(Excerpts of pointing data)
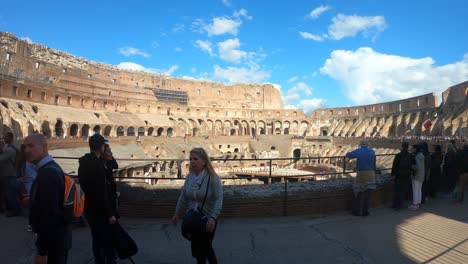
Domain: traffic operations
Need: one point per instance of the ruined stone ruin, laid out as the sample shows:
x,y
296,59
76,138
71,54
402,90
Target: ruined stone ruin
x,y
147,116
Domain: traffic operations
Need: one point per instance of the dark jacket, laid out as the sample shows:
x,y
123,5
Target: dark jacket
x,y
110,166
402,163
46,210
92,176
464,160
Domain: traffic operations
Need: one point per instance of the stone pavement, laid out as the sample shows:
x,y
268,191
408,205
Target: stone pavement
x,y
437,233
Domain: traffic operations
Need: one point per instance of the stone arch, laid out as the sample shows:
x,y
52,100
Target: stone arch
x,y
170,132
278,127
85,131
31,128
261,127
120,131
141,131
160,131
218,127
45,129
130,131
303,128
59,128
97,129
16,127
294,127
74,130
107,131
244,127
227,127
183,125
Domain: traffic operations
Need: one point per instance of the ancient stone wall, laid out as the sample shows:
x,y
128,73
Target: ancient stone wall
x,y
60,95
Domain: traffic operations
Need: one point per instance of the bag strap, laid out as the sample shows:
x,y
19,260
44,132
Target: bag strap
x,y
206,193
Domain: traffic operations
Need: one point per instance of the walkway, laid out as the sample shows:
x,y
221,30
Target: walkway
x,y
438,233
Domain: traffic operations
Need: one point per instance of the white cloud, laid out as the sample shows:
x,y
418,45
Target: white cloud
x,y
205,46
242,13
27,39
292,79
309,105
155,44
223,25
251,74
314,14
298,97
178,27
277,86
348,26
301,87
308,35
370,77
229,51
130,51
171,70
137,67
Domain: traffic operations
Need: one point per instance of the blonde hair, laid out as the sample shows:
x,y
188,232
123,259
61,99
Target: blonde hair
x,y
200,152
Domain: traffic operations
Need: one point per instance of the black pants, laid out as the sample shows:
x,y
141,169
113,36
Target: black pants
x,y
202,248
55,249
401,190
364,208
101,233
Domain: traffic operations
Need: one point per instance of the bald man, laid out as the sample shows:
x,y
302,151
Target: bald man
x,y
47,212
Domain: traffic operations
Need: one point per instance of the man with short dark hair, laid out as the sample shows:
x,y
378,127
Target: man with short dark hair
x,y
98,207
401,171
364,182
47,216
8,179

* * *

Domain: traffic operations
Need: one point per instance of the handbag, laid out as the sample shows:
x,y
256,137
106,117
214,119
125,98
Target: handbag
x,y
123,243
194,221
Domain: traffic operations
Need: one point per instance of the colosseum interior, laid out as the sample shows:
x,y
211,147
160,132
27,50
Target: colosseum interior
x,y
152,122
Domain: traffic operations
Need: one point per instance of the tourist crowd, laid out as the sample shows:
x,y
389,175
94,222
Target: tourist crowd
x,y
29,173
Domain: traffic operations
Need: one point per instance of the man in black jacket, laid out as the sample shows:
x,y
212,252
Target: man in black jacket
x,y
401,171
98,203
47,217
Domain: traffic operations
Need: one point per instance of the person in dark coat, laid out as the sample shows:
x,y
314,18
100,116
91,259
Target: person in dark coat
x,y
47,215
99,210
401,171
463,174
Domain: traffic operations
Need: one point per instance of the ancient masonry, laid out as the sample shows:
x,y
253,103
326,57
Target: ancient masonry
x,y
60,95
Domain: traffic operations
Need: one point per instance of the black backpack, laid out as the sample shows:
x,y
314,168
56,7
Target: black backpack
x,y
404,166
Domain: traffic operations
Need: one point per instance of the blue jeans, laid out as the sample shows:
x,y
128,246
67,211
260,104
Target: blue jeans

## EXERCISE TASK
Tally the lines in the listing above that contain the string "arch". Reply with the number alone.

## REPLY TO THE EXERCISE
2